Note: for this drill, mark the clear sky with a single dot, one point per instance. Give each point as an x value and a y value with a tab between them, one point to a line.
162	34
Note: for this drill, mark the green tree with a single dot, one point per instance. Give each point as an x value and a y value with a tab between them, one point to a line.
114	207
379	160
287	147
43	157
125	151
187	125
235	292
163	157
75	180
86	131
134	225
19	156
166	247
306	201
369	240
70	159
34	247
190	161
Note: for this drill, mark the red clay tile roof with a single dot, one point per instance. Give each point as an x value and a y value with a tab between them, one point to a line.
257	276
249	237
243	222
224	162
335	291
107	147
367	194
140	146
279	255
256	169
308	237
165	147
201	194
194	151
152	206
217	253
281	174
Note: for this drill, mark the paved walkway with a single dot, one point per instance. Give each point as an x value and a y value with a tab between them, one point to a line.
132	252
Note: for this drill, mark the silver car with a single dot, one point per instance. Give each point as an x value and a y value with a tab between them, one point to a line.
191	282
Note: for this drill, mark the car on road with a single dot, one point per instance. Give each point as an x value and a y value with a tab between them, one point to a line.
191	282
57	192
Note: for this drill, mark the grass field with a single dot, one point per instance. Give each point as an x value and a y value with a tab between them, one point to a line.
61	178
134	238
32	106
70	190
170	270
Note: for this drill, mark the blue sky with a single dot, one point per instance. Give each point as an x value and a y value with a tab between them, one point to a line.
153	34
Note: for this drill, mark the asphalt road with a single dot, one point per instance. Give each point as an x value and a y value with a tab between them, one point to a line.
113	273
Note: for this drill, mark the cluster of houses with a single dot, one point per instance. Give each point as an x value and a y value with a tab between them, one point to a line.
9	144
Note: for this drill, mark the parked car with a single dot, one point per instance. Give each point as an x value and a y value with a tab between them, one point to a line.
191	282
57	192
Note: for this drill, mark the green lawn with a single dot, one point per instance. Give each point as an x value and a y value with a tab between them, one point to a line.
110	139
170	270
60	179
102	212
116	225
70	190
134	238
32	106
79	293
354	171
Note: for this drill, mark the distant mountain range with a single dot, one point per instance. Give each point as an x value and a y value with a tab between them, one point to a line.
◆ ◆ ◆ ◆ ◆ ◆ ◆
- **Directive**:
Copy every line of the material, please, keeping it exactly the same.

- **Written response**:
Note: for this drill, mark the clear sky with a single dot, one point per instance. Give each point as an x value and a y value with a tab between them, one point to a line.
162	34
Note: for this drill, mark the green tree with a single dot, one point per instance. Give each point as an x value and a y value with a tab between them, one point to a line.
114	207
379	160
287	147
43	157
125	151
187	125
235	292
163	157
75	180
86	131
134	225
19	156
166	247
306	201
369	240
70	159
34	247
190	161
Note: for this drill, mark the red clay tile roof with a single dot, one point per instance. Give each point as an x value and a y value with a tab between them, one point to a line.
257	276
249	237
243	222
224	162
335	291
107	147
367	194
140	146
279	255
256	169
308	237
165	147
201	194
194	151
152	206
217	253
281	174
Note: for this drill, mark the paved walkway with a single dot, one point per instance. Give each point as an x value and a y value with a tab between them, one point to a line.
132	252
Note: for this drill, mark the silver car with a single dot, one point per instance. Give each point as an x value and a y value with a tab between them, one point to a line.
191	282
Note: for this drill, mark the car on road with a single dot, one point per instance. Give each point as an x value and a y value with a tab between them, one point to a line.
191	282
57	192
Note: for this drill, mark the grass field with a single dot, one point per instance. Give each point as an x value and a y value with a tab between them, one point to a line.
61	178
134	238
32	106
70	190
170	270
Note: for this drill, mark the blue sky with a single dot, one point per instance. Give each point as an x value and a y value with a tab between them, one point to a line.
153	34
Note: for this drill, mark the asphalt road with a single dot, one point per instance. Give each point as an x value and a y value with a tab between them, one point to a line.
113	273
Note: for this drill, mark the cluster of houses with a single dot, one point per instance. Give each point as an x value and a y value with a tab between them, one point to a line.
9	144
Note: for this drill, mark the parked car with a single dot, one point per instance. Give each point as an x value and a y value with a tab between them, one point to a line.
191	282
57	192
Note: for this drill, mark the green lawn with a single dot, one point per instance. Give each point as an x value and a y value with a tab between them, one point to a line.
110	139
170	270
60	179
102	212
116	225
70	190
134	238
32	106
79	293
354	171
Note: for this drill, mark the distant mountain range with a single dot, one point per instance. Give each point as an x value and a y value with a tab between them, one point to a line.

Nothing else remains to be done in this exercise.